(INSTRUCTION):
Lay out every line of the records below as a Markdown table with two columns, No. and Line, numbering the rows in order and leaving out blank lines.
— Begin RECORDS PROVIDED —
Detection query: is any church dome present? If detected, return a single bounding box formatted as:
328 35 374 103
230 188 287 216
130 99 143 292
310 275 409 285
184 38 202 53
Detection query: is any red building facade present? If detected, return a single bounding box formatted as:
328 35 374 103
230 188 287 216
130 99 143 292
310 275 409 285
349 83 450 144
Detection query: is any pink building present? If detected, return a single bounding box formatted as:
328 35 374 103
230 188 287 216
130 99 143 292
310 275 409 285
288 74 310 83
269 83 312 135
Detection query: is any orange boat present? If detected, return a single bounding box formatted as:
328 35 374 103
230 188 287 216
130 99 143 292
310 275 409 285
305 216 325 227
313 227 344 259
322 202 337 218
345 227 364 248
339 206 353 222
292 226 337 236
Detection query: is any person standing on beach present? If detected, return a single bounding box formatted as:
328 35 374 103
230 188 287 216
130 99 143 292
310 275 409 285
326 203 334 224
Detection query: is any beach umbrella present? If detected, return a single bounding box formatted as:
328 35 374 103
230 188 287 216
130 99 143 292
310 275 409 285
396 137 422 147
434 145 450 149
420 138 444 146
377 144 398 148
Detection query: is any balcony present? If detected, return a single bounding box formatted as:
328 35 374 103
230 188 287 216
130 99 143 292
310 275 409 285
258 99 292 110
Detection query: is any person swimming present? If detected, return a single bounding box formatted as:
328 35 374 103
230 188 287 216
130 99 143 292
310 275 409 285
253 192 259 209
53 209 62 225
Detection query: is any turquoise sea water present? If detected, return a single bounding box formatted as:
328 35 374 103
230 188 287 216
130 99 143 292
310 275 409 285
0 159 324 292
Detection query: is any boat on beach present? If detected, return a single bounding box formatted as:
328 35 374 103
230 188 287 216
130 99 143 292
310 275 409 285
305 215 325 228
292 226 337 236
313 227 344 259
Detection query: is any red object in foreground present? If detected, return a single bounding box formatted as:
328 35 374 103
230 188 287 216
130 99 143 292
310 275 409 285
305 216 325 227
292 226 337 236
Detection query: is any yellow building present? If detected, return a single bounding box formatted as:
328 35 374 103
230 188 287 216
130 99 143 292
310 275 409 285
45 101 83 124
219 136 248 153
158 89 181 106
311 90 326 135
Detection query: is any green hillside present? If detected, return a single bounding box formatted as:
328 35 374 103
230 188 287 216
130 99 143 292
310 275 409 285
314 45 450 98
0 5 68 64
— End RECORDS PROVIDED —
(EXPECTED ANSWER):
| No. | Line |
|---|---|
| 1 | Detection query: is any church dome present? If detected, return a single bounding box formatted as: |
| 2 | 328 35 374 103 |
| 3 | 230 188 287 216 |
| 4 | 130 99 143 292 |
| 5 | 310 275 409 285 |
| 6 | 184 38 202 53 |
| 7 | Detection query: is any red building facade present? If detected, return a single bounding box formatted as: |
| 8 | 328 35 374 103 |
| 9 | 230 188 287 216 |
| 10 | 130 99 143 292 |
| 11 | 310 275 409 285 |
| 12 | 349 83 450 144 |
| 13 | Detection query: is any pink building present? If detected, return a single bounding box formatted as: |
| 14 | 328 35 374 103 |
| 15 | 230 188 287 216 |
| 16 | 130 99 143 292 |
| 17 | 310 275 409 285 |
| 18 | 288 74 310 83 |
| 19 | 269 83 312 135 |
| 20 | Detection query: is any orange boat present? If detected, return a single bounding box formatted as: |
| 21 | 328 35 374 103 |
| 22 | 230 188 287 216 |
| 23 | 130 99 143 292 |
| 24 | 310 275 409 285 |
| 25 | 305 216 325 227 |
| 26 | 313 227 344 259 |
| 27 | 322 202 337 218 |
| 28 | 345 227 364 248 |
| 29 | 339 206 353 222 |
| 30 | 292 226 337 236 |
| 31 | Detection query: is any person standing on beach present? If detected, return a single bounding box formatted as: |
| 32 | 328 35 374 103 |
| 33 | 230 188 287 216 |
| 34 | 130 99 143 292 |
| 35 | 310 275 409 285 |
| 36 | 326 203 334 224 |
| 37 | Detection query: is any beach umbrella present? If detected, return a single bounding box formatted as: |
| 38 | 328 35 374 103 |
| 39 | 230 188 287 216 |
| 40 | 130 99 143 292 |
| 41 | 310 275 409 285 |
| 42 | 396 137 422 147 |
| 43 | 434 145 450 149 |
| 44 | 420 138 444 146 |
| 45 | 377 144 398 148 |
| 46 | Detection query: is any balcony present? If detected, return a single bounding box formatted as: |
| 47 | 328 35 374 103 |
| 48 | 230 188 287 216 |
| 49 | 130 99 143 292 |
| 50 | 310 275 409 285 |
| 51 | 258 99 292 110 |
| 52 | Detection query: is any person swimming present? If detected, return a single bounding box formatted as: |
| 53 | 328 35 374 103 |
| 54 | 230 188 287 216 |
| 55 | 130 99 143 292 |
| 56 | 310 275 409 285 |
| 57 | 253 192 259 209 |
| 58 | 53 209 62 225 |
| 59 | Detection query: is any turquoise sea water present? If detected, return a single bounding box formatted as: |
| 60 | 328 35 374 103 |
| 61 | 230 188 287 216 |
| 62 | 130 99 143 292 |
| 63 | 310 275 409 285 |
| 64 | 0 159 324 292 |
| 65 | Detection query: is any boat on beach present? If detected, return a single bounding box formatted as: |
| 66 | 328 35 374 103 |
| 67 | 230 188 287 216 |
| 68 | 130 99 143 292 |
| 69 | 310 275 409 285 |
| 70 | 305 215 325 228 |
| 71 | 292 226 337 236 |
| 72 | 313 227 344 259 |
| 73 | Detection query: is any red object in foreground present? If detected, return a single bounding box formatted as: |
| 74 | 328 35 374 103 |
| 75 | 230 188 287 216 |
| 76 | 130 99 143 292 |
| 77 | 310 275 409 285 |
| 78 | 305 216 325 227 |
| 79 | 292 226 337 236 |
| 80 | Detection query: is any yellow building present? If detected, return a single bounding box formatted as: |
| 81 | 328 35 374 103 |
| 82 | 230 188 287 216 |
| 83 | 130 99 143 292 |
| 84 | 310 275 409 285 |
| 85 | 45 101 83 124 |
| 86 | 219 136 248 153 |
| 87 | 158 89 181 106 |
| 88 | 311 90 326 135 |
| 89 | Detection query: is any green hillside present? If detected, return a single bounding box formatted as: |
| 90 | 328 35 374 103 |
| 91 | 230 188 287 216 |
| 92 | 130 99 143 292 |
| 93 | 310 275 409 285 |
| 94 | 314 45 450 98 |
| 95 | 0 5 68 64 |